Image-grounded pointing data:
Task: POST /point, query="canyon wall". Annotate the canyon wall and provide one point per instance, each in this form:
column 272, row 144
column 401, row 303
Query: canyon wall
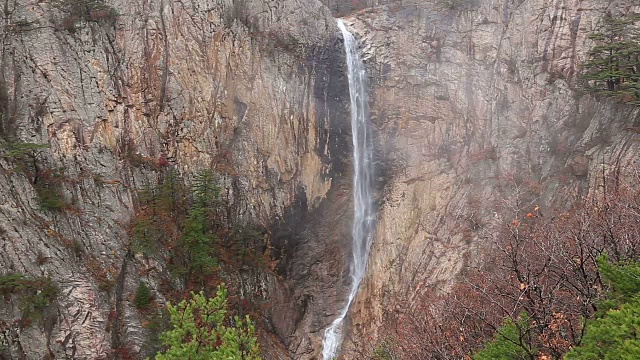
column 473, row 101
column 252, row 89
column 477, row 103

[What to work on] Reproduce exactly and only the lines from the line that contains "column 272, row 144" to the end of the data above, both ends included. No pictures go in the copy.

[Exercise output]
column 272, row 144
column 401, row 303
Query: canyon wall
column 473, row 101
column 252, row 89
column 477, row 103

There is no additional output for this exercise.